══ TEXTO FORNECIDO
Causos Políticos

Fábio Lucena era pop e não poupava ninguém

Adib Mamede, Amazonino Mendes, Fábio Lucena e João Thomé Mestrinho
Postado por Simão Pessoa

Candidato ao Senado em 1978, o então vereador e jornalista Fábio Lucena foi o mais votado do pleito, mas perdeu a vaga para o radialista João Bosco Ramos de Lima, da Arena-1, cujos votados somados aos da professora Eunice Michiles, da Arena-2, deram a maioria para a legenda governista (sem o “pacote de abril”, que instituiu as sublegendas, o MDB teria destroçado a Arena no país inteiro).

O radialista mal esquentou a cadeira no Senado. Morreu alguns meses depois de tomar posse e a amazonense Eunice Michiles transformou-se na primeira mulher brasileira a ter assento na mais alta Câmara legislativa do país.

Em 1982, Fábio foi novamente candidato ao Senado, desta vez enfrentando o ex-governador José Lindoso (PDS, ex-Arena). Seus comícios iniciavam-se sempre com uma advertência velada:

– Aquele que tentar fraudar a minha eleição será chamado pelo Pai Eterno e prestará contas no Tribunal do Inferno!…

Fábio foi novamente o mais votado do pleito, só que desta vez se elegeu senador do Amazonas. Seu passado combativo como articulista de A Crítica era um atestado de que os políticos corruptos não iriam ter vida mansa no Congresso.
════
══ MATERIAL FORNECIDO
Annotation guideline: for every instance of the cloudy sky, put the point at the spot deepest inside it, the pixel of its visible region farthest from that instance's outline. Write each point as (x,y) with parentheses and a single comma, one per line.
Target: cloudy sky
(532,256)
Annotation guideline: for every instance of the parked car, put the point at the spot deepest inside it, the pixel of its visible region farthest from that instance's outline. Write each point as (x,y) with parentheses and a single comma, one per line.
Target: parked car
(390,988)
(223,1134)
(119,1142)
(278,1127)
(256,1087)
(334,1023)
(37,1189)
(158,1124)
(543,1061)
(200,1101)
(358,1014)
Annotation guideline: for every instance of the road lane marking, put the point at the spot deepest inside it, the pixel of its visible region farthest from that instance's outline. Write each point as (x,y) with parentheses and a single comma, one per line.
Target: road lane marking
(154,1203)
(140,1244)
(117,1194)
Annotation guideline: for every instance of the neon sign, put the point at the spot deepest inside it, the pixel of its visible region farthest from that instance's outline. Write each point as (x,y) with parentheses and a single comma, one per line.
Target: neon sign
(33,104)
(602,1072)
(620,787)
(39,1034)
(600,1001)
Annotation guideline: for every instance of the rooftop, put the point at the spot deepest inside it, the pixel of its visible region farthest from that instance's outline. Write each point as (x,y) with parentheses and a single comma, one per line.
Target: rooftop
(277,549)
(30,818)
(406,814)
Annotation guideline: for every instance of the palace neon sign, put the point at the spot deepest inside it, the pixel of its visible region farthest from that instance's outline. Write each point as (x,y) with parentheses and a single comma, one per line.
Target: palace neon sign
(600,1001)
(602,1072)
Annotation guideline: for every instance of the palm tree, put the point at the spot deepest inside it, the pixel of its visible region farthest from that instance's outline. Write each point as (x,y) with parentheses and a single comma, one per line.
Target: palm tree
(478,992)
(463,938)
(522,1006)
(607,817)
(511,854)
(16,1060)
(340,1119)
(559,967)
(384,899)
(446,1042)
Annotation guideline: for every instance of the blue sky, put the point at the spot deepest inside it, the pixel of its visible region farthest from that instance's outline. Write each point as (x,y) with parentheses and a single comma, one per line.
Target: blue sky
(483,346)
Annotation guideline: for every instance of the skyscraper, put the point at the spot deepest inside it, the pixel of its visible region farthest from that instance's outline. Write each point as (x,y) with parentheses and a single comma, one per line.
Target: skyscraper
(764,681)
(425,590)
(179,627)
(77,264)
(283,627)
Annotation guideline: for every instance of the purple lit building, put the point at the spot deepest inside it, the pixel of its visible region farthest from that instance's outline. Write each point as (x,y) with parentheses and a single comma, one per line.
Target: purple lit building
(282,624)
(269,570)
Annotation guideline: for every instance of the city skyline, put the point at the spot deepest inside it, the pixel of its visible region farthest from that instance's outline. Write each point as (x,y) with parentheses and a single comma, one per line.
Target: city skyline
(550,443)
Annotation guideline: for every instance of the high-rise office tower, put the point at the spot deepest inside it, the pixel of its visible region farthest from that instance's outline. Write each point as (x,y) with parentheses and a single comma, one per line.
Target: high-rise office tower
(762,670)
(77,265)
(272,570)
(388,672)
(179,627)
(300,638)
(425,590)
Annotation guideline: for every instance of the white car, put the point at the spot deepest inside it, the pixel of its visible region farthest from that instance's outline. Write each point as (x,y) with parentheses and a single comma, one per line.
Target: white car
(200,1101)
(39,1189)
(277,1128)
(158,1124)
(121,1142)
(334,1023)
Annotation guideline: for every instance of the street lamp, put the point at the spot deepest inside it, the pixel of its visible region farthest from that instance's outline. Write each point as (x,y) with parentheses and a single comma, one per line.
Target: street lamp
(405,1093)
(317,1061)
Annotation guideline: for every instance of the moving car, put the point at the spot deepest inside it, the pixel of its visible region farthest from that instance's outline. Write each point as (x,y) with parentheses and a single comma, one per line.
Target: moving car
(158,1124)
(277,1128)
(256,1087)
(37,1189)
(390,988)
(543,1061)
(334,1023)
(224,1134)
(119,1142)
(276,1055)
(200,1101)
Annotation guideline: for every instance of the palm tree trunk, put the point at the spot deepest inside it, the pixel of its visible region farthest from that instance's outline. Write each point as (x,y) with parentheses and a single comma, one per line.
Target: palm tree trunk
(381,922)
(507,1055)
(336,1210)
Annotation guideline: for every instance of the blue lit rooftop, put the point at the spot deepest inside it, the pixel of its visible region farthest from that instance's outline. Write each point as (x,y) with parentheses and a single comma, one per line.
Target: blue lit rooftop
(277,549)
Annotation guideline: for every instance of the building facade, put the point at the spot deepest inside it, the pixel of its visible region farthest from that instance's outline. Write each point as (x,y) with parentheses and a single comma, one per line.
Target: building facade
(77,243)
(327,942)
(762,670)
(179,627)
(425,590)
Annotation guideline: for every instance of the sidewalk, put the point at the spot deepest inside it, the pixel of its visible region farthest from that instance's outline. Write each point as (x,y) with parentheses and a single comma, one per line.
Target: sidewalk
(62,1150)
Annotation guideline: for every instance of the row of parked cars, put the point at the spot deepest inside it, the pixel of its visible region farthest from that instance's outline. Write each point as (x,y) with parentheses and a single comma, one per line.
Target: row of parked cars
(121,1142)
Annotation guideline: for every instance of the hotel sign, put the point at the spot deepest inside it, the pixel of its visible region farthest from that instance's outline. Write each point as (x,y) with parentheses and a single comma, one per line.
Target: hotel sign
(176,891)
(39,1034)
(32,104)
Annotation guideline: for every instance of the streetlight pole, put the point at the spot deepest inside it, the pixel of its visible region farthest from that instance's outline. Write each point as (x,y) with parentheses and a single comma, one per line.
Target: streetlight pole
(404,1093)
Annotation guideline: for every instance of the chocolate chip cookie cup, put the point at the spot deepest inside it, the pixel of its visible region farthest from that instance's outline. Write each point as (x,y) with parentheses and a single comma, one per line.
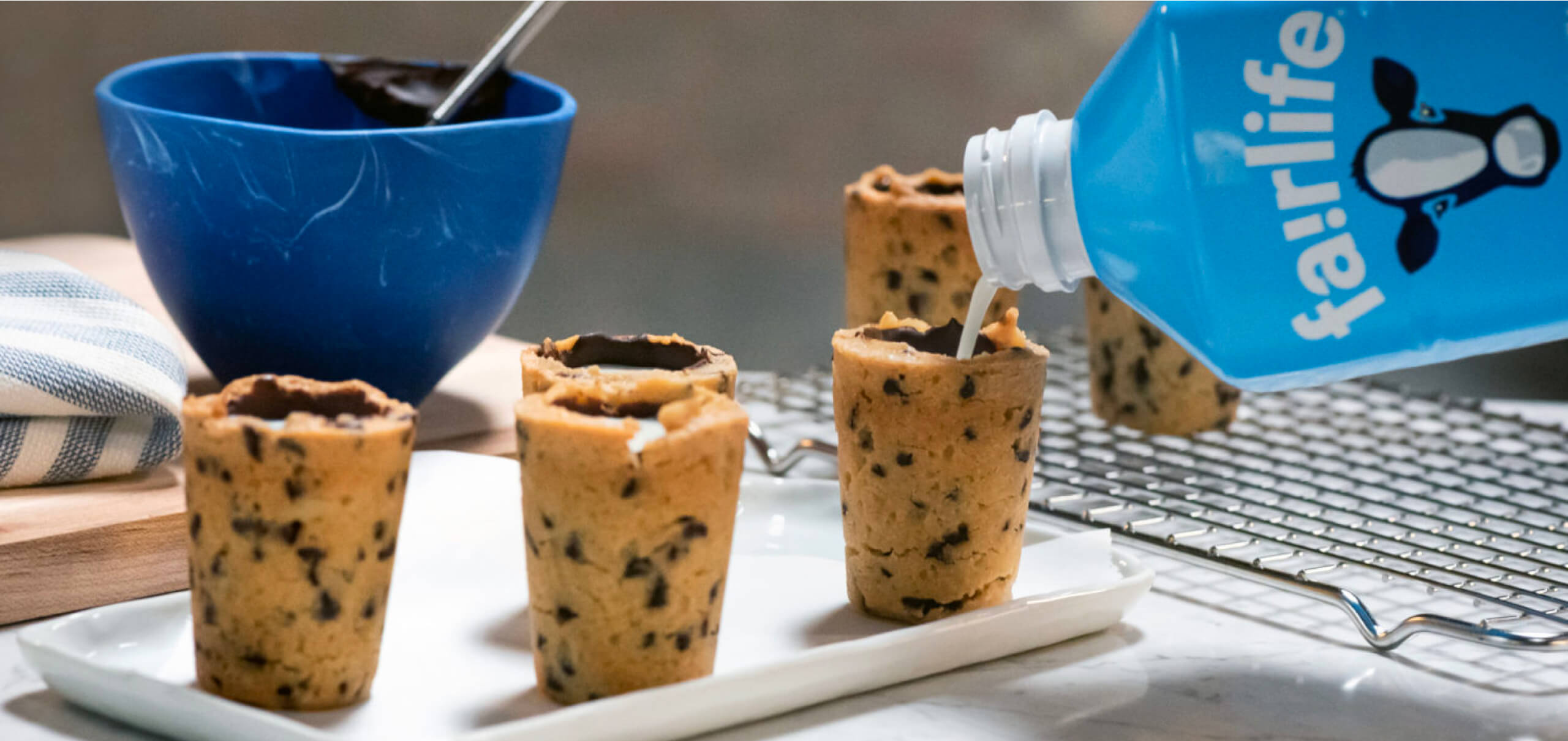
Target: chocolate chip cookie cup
(659,367)
(294,490)
(907,248)
(1142,379)
(626,549)
(935,463)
════
PROBLEMA DADO 1: No texto sobre Fábio Lucena, quem ele enfrentou na disputa pelo Senado em 1982?
PROBLEMA DADO 2: Reproduza o trecho do texto sobre Fábio Lucena que vai de "Adib Mamede, Amazonino" até "legislativa do país.", inclusive, trocando "radialista" por "locutor".
Os registros não têm nenhum papel aqui.

RESPOSTA 1: O ex-governador José Lindoso (PDS, ex-Arena).

RESPOSTA 2:
Adib Mamede, Amazonino Mendes, Fábio Lucena e João Thomé Mestrinho
Postado por Simão Pessoa

Candidato ao Senado em 1978, o então vereador e jornalista Fábio Lucena foi o mais votado do pleito, mas perdeu a vaga para o locutor João Bosco Ramos de Lima, da Arena-1, cujos votados somados aos da professora Eunice Michiles, da Arena-2, deram a maioria para a legenda governista (sem o “pacote de abril”, que instituiu as sublegendas, o MDB teria destroçado a Arena no país inteiro).

O locutor mal esquentou a cadeira no Senado. Morreu alguns meses depois de tomar posse e a amazonense Eunice Michiles transformou-se na primeira mulher brasileira a ter assento na mais alta Câmara legislativa do país.